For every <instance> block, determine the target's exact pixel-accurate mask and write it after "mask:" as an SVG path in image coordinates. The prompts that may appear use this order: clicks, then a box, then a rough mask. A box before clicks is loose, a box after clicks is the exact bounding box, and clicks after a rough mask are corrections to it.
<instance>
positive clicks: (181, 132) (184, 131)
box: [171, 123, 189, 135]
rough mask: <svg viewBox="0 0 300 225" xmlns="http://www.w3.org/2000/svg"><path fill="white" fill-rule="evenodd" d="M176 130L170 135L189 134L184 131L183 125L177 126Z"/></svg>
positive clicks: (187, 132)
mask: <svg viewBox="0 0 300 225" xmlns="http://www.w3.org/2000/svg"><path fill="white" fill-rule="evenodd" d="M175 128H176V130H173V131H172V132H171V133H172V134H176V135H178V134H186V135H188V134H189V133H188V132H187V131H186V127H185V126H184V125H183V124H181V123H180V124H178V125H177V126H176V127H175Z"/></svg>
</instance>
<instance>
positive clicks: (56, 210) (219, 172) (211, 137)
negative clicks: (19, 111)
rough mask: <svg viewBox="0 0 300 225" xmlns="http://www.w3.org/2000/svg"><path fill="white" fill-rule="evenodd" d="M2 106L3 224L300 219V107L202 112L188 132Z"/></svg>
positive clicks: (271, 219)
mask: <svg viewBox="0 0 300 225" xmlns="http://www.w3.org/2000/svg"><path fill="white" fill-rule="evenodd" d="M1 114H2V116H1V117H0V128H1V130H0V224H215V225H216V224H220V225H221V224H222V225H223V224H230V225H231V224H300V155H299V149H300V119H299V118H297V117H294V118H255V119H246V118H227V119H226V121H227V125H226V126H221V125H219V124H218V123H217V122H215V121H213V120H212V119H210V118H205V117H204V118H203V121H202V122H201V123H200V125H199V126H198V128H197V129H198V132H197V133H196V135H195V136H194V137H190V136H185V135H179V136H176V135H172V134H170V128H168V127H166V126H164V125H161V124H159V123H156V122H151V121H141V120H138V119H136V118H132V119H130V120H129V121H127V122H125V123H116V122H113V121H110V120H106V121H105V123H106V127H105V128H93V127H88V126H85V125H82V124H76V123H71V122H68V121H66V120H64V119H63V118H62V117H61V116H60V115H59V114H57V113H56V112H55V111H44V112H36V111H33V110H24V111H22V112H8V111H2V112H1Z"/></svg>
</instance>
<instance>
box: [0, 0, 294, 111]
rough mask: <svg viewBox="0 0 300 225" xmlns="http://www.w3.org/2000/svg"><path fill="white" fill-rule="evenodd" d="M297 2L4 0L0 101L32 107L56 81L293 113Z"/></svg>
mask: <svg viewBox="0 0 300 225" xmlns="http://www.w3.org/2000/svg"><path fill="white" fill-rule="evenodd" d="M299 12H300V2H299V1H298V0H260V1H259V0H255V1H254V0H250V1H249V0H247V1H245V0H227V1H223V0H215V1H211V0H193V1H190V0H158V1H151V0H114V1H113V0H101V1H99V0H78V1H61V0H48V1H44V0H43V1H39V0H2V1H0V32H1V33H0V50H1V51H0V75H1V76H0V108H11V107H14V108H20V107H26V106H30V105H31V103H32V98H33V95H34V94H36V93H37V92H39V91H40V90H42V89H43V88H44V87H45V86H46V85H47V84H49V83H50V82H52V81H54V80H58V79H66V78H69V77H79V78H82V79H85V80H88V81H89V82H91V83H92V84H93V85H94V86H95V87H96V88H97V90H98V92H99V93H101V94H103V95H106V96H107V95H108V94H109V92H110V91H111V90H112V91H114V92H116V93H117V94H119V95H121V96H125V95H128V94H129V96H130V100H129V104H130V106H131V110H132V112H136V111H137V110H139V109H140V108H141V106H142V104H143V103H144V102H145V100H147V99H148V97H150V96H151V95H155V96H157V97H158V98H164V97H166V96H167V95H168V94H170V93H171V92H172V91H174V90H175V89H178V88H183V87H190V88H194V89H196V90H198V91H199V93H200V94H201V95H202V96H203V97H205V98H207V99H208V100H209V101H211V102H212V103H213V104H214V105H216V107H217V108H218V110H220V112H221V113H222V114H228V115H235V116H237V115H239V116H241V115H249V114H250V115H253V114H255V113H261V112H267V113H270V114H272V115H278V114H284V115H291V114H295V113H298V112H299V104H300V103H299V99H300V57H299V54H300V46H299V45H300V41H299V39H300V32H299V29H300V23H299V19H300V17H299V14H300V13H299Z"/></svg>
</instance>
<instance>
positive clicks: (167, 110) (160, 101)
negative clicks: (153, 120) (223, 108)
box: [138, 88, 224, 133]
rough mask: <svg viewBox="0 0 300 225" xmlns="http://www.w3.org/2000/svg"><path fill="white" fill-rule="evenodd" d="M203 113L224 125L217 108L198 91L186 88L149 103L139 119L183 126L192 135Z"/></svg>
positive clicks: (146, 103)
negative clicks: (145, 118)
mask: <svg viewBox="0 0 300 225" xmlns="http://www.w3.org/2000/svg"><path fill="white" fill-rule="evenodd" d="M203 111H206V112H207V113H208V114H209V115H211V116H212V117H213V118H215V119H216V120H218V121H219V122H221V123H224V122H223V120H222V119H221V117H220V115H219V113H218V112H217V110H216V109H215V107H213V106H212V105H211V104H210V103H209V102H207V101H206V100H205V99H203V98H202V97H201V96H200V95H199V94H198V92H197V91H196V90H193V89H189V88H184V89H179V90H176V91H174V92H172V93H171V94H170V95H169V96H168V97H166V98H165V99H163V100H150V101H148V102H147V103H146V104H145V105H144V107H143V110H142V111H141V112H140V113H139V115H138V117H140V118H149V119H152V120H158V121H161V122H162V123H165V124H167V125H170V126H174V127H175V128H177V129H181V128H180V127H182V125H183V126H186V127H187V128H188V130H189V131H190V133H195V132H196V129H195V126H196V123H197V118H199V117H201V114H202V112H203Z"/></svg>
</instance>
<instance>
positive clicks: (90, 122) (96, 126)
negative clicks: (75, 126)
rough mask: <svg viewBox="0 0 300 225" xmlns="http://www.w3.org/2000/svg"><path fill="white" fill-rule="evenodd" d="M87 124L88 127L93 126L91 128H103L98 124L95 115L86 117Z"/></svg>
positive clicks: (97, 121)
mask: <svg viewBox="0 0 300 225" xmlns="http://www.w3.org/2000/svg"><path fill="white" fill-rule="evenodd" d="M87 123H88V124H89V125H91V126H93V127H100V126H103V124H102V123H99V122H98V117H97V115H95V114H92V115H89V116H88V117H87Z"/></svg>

Task goal:
Set the listing above down again exactly.

Response to the exercise:
For every <instance> block, determine the target's exact pixel-accurate mask and write it after "mask:" as an SVG path in image coordinates. The prompts that may appear use this order: clicks, then a box, then a rough mask. A box before clicks is loose, a box after clicks is the exact bounding box, and clicks after a rough mask are corrections to it.
<instance>
positive clicks: (181, 132) (184, 131)
box: [171, 123, 189, 135]
rough mask: <svg viewBox="0 0 300 225" xmlns="http://www.w3.org/2000/svg"><path fill="white" fill-rule="evenodd" d="M176 130L170 135L189 134L184 131L183 125L177 126Z"/></svg>
positive clicks: (187, 132)
mask: <svg viewBox="0 0 300 225" xmlns="http://www.w3.org/2000/svg"><path fill="white" fill-rule="evenodd" d="M175 128H176V130H173V131H172V132H171V133H172V134H176V135H178V134H186V135H188V134H189V133H188V132H187V131H186V127H185V126H184V125H183V124H181V123H180V124H178V125H177V126H176V127H175Z"/></svg>
</instance>
<instance>
positive clicks: (56, 210) (219, 172) (211, 137)
negative clicks: (19, 111)
rough mask: <svg viewBox="0 0 300 225" xmlns="http://www.w3.org/2000/svg"><path fill="white" fill-rule="evenodd" d="M2 106L3 224L300 219V107L202 112L188 132Z"/></svg>
positive clicks: (271, 219)
mask: <svg viewBox="0 0 300 225" xmlns="http://www.w3.org/2000/svg"><path fill="white" fill-rule="evenodd" d="M1 114H2V116H1V117H0V128H1V130H0V224H215V225H216V224H220V225H221V224H222V225H223V224H230V225H231V224H300V155H299V149H300V119H299V118H297V117H294V118H255V119H246V118H227V119H226V121H227V125H226V126H221V125H219V124H218V123H217V122H215V121H213V120H212V119H210V118H205V117H204V118H203V121H202V122H201V123H200V125H199V126H198V128H197V129H198V132H197V133H196V135H195V136H194V137H190V136H185V135H179V136H176V135H172V134H170V128H168V127H166V126H164V125H161V124H159V123H156V122H151V121H141V120H138V119H136V118H132V119H130V120H129V121H127V122H125V123H116V122H113V121H110V120H106V121H105V123H106V127H105V128H93V127H88V126H85V125H82V124H76V123H71V122H68V121H66V120H64V119H63V118H62V117H61V116H60V115H59V114H57V113H56V112H55V111H44V112H36V111H33V110H24V111H22V112H8V111H2V112H1Z"/></svg>
</instance>
<instance>
box: [0, 0, 294, 111]
rough mask: <svg viewBox="0 0 300 225" xmlns="http://www.w3.org/2000/svg"><path fill="white" fill-rule="evenodd" d="M297 2L4 0L0 101L32 107L56 81L293 113Z"/></svg>
mask: <svg viewBox="0 0 300 225" xmlns="http://www.w3.org/2000/svg"><path fill="white" fill-rule="evenodd" d="M299 12H300V2H299V1H298V0H260V1H259V0H255V1H254V0H250V1H249V0H247V1H245V0H227V1H223V0H215V1H211V0H193V1H190V0H158V1H151V0H114V1H113V0H101V1H99V0H78V1H61V0H48V1H44V0H43V1H39V0H2V1H0V32H1V33H0V50H1V51H0V75H1V76H0V108H11V107H14V108H20V107H26V106H30V105H31V103H32V98H33V95H34V94H36V93H37V92H39V91H40V90H42V89H43V88H44V87H45V86H46V85H47V84H49V83H50V82H52V81H54V80H58V79H66V78H69V77H79V78H82V79H85V80H88V81H89V82H91V83H92V84H93V85H94V86H95V87H96V88H97V90H98V92H99V93H101V94H103V95H106V96H107V95H108V94H109V92H110V91H111V90H112V91H114V92H116V93H117V94H119V95H121V96H125V95H128V94H129V96H130V100H129V104H130V106H131V110H132V112H136V111H137V110H139V109H140V108H141V106H142V104H143V103H144V102H145V100H147V99H148V97H150V96H151V95H155V96H157V97H158V98H164V97H166V96H167V95H168V94H170V93H171V92H172V91H174V90H175V89H178V88H183V87H190V88H194V89H196V90H198V91H199V93H200V94H201V95H202V96H203V97H205V98H207V99H208V100H209V101H211V102H212V103H213V104H214V105H216V107H217V108H218V110H220V112H221V113H222V114H228V115H235V116H237V115H239V116H241V115H249V114H250V115H253V114H255V113H261V112H267V113H270V114H272V115H278V114H284V115H291V114H295V113H298V112H299V104H300V103H299V99H300V57H299V54H300V46H299V45H300V41H299V39H300V32H299V29H300V23H299V19H300V17H299V14H300V13H299Z"/></svg>
</instance>
<instance>
positive clicks: (167, 110) (160, 101)
negative clicks: (153, 120) (223, 108)
box: [138, 88, 224, 133]
rough mask: <svg viewBox="0 0 300 225" xmlns="http://www.w3.org/2000/svg"><path fill="white" fill-rule="evenodd" d="M203 113L224 125L217 108L198 91L186 88L149 103L139 119L183 126L192 135Z"/></svg>
positive clicks: (146, 103)
negative clicks: (145, 118)
mask: <svg viewBox="0 0 300 225" xmlns="http://www.w3.org/2000/svg"><path fill="white" fill-rule="evenodd" d="M203 111H206V112H207V113H208V114H209V115H211V116H212V117H213V118H215V119H216V120H218V121H219V122H221V123H224V122H223V120H222V119H221V117H220V115H219V113H218V112H217V110H216V109H215V107H213V106H212V105H211V104H210V103H209V102H207V101H206V100H205V99H203V98H202V97H201V96H200V95H199V94H198V92H197V91H196V90H193V89H189V88H184V89H179V90H176V91H174V92H172V93H171V94H170V95H169V96H168V97H166V98H165V99H163V100H150V101H148V102H147V103H146V104H145V105H144V107H143V110H142V111H141V112H140V113H139V115H138V117H140V118H149V119H152V120H158V121H161V122H162V123H165V124H167V125H170V126H174V127H175V128H177V129H181V128H180V127H182V125H183V126H186V127H187V128H188V130H189V131H190V133H195V132H196V129H195V126H196V123H197V118H199V117H201V114H202V112H203Z"/></svg>
</instance>
<instance>
positive clicks: (90, 122) (96, 126)
negative clicks: (75, 126)
rough mask: <svg viewBox="0 0 300 225" xmlns="http://www.w3.org/2000/svg"><path fill="white" fill-rule="evenodd" d="M87 124L88 127L93 126L91 128H103L98 124L95 115L86 117Z"/></svg>
positive clicks: (97, 121)
mask: <svg viewBox="0 0 300 225" xmlns="http://www.w3.org/2000/svg"><path fill="white" fill-rule="evenodd" d="M87 123H88V124H89V125H91V126H93V127H100V126H103V124H102V123H99V122H98V117H97V115H95V114H92V115H89V116H88V117H87Z"/></svg>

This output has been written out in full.